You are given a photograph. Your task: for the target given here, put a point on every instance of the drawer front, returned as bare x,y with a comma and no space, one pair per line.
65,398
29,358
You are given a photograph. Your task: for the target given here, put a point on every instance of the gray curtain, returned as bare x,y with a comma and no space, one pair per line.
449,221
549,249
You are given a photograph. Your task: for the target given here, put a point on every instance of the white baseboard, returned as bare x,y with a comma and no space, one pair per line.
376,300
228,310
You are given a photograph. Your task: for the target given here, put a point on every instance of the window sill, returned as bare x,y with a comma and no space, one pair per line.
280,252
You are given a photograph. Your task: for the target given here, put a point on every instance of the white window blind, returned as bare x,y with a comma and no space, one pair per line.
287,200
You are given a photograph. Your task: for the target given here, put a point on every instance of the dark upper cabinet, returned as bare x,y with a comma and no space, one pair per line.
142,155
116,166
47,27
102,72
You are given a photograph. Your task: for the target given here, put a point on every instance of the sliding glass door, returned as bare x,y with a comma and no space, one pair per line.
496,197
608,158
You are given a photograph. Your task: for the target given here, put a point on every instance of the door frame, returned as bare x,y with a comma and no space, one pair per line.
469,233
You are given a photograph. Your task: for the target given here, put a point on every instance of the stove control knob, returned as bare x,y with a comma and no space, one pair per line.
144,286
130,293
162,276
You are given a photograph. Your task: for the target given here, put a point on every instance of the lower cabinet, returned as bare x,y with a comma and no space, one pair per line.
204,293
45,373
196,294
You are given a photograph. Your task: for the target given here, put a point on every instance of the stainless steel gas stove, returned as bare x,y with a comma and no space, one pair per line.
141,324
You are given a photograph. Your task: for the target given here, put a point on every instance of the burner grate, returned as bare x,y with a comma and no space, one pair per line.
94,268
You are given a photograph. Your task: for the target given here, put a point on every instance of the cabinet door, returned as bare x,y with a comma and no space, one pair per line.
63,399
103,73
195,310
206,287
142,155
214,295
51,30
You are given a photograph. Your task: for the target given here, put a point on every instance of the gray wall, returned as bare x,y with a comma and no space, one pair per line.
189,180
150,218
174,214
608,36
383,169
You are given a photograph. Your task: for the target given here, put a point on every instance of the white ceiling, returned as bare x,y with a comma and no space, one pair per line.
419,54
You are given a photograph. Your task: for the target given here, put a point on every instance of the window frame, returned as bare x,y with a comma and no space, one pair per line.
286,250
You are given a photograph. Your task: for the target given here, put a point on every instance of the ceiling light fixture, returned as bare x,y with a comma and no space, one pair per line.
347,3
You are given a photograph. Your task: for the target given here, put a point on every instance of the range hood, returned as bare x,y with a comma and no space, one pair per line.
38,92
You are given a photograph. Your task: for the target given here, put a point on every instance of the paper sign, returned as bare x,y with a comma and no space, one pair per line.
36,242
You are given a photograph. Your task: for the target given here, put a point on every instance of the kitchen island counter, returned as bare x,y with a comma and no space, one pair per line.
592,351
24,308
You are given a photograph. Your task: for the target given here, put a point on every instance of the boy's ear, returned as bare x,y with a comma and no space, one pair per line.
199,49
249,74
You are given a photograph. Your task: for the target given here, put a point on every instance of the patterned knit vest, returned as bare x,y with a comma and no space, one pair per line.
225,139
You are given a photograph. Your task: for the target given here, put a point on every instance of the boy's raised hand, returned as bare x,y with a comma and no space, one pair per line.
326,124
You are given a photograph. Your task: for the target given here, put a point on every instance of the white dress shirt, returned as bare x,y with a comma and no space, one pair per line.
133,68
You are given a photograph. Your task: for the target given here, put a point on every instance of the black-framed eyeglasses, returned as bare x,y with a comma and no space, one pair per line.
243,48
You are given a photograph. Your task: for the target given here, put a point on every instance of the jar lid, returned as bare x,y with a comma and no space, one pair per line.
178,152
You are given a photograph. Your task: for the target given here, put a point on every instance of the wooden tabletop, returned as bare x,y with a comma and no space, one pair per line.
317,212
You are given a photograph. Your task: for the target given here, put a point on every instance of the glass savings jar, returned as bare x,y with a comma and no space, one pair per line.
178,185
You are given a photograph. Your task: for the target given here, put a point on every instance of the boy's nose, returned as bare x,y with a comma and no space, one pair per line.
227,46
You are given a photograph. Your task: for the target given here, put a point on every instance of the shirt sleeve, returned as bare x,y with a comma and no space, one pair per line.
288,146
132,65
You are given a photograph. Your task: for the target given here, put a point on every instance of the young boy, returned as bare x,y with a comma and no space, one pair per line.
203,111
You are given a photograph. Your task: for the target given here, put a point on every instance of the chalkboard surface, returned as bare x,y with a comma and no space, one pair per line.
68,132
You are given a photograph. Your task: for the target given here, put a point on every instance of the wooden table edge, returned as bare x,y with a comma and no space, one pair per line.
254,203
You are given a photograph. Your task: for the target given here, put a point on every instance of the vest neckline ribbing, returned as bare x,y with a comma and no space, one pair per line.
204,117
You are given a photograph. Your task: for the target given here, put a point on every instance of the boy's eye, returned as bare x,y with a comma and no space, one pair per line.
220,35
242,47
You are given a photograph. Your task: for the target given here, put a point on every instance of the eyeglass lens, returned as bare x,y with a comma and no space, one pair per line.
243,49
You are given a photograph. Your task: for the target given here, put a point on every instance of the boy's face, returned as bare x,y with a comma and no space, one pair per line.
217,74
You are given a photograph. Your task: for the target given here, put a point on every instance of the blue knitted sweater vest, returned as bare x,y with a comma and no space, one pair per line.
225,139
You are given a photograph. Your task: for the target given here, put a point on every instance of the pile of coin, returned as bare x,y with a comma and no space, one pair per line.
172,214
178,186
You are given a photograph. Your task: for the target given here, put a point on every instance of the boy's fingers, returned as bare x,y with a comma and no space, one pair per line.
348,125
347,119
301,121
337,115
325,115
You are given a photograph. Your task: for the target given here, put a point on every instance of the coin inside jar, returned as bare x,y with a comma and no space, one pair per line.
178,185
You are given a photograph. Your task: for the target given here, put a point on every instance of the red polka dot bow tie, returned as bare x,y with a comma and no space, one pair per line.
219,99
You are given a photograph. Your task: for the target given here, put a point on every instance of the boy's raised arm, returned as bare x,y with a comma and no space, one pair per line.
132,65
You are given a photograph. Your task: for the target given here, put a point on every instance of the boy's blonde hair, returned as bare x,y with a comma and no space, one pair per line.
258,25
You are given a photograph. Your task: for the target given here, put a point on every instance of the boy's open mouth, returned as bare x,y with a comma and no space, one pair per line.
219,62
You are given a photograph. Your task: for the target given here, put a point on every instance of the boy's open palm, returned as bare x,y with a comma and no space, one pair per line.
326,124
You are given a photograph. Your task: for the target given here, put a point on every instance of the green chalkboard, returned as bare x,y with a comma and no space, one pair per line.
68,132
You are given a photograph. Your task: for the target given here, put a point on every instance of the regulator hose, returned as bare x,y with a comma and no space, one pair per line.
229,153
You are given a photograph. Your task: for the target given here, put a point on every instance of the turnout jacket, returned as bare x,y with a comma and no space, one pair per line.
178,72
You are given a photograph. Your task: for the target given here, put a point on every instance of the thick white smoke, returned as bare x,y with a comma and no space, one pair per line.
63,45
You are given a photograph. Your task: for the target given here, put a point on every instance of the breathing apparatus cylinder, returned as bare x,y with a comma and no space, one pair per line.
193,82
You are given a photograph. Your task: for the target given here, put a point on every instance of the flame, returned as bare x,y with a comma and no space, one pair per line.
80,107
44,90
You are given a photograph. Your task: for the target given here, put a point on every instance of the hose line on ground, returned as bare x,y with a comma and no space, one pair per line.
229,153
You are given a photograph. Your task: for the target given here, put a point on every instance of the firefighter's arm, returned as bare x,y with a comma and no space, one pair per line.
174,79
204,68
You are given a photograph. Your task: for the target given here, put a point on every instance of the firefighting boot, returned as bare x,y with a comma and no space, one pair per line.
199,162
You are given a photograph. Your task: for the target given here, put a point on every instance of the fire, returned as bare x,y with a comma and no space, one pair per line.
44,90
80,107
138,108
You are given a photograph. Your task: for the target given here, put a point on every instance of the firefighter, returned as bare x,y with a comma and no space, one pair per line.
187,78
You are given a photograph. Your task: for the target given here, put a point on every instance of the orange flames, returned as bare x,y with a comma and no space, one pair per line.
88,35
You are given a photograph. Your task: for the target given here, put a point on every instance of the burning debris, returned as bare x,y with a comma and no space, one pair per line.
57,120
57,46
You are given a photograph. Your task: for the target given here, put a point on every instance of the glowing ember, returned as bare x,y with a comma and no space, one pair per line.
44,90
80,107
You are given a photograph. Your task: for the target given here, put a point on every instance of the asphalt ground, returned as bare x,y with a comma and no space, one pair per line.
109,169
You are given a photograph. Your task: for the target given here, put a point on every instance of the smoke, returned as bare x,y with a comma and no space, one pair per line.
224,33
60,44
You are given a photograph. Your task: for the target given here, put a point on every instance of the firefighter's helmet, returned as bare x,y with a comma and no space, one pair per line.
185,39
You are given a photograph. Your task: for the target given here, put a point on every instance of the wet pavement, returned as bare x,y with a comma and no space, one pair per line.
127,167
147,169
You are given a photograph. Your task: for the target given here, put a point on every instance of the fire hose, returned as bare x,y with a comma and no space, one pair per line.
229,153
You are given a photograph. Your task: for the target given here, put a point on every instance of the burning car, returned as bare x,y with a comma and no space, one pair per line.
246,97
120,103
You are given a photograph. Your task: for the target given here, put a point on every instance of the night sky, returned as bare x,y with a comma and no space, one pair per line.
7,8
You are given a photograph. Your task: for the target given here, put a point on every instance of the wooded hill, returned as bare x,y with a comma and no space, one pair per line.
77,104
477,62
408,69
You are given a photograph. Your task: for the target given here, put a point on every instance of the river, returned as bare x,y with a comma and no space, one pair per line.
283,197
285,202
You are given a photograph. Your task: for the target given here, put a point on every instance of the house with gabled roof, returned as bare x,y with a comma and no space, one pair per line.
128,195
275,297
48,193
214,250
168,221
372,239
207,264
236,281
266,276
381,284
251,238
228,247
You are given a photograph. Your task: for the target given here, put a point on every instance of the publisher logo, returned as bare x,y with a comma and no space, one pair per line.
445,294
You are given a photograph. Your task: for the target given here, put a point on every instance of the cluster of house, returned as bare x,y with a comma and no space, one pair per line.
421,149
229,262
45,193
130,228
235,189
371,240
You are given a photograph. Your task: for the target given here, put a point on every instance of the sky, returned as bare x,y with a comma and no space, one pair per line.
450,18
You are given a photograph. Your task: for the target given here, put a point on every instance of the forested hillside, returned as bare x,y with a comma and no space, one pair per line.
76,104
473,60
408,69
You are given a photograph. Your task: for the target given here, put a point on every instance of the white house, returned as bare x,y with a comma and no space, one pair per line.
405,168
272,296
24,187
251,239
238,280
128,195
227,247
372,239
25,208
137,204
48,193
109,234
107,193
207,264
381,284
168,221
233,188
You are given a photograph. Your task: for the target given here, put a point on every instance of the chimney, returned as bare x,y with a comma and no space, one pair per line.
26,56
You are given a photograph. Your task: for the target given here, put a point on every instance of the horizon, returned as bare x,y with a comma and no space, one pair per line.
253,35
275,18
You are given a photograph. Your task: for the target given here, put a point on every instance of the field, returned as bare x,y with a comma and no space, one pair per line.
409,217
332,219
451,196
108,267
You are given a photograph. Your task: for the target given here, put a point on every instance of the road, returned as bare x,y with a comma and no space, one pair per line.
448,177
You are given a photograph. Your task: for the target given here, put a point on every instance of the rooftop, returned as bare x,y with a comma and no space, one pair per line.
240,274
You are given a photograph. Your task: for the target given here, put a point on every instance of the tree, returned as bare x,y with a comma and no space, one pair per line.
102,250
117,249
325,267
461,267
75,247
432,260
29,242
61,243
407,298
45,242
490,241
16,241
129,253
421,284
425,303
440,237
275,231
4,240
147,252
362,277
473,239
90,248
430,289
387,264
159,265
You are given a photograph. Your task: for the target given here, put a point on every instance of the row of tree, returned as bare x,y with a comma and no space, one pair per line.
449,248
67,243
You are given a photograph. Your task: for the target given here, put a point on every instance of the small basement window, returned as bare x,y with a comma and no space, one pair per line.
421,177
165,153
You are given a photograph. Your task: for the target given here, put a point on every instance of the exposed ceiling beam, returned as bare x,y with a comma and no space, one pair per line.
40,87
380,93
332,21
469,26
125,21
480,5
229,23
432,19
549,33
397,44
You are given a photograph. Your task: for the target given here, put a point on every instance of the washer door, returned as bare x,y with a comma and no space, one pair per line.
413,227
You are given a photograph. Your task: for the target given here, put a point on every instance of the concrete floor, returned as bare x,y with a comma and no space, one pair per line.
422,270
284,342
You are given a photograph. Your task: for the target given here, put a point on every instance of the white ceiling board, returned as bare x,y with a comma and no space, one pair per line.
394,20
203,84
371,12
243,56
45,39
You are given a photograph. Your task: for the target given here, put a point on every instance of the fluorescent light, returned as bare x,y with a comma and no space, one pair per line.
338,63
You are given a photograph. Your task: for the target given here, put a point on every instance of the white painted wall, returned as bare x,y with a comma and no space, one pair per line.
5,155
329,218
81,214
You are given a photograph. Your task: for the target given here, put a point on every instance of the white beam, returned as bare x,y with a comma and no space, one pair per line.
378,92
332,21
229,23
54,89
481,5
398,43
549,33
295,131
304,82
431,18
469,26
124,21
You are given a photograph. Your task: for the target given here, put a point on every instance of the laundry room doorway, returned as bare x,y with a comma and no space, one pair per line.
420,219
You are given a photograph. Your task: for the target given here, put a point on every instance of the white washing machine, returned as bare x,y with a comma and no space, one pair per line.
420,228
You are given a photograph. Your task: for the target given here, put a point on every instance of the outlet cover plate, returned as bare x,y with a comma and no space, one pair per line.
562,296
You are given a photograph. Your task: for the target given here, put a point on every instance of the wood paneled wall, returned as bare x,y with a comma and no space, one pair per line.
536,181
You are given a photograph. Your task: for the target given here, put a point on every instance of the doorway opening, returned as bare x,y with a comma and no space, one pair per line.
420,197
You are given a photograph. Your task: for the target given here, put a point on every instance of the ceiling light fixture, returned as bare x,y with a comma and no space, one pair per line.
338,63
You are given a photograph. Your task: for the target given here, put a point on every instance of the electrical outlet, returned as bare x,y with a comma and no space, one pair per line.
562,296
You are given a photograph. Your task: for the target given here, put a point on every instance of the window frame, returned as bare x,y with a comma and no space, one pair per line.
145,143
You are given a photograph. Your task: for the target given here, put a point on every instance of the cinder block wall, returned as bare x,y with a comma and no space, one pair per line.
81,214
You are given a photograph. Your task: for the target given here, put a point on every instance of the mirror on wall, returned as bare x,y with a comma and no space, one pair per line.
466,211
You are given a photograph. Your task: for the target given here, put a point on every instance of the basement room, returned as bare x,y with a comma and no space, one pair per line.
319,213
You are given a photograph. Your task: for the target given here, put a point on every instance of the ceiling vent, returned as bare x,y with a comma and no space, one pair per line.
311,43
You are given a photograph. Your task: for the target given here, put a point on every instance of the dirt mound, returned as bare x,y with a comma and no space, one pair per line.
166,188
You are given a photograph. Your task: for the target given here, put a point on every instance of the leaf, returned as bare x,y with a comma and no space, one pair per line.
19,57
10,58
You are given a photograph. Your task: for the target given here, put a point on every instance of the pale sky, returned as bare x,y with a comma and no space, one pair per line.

-----

Return precisely the lines of the records, starting with the line that holds "the leaf, returned" and ending with the last one.

You are given a photograph. Your task: for the target given here, put a point on every instance of the leaf, returned as bare x,y with a comma and no space, one pair per line.
19,57
10,58
You are given a photograph. Your task: for the target given here, put a point on every instance of the pale sky, returned as bare x,y with a comma and no space, one pair per line.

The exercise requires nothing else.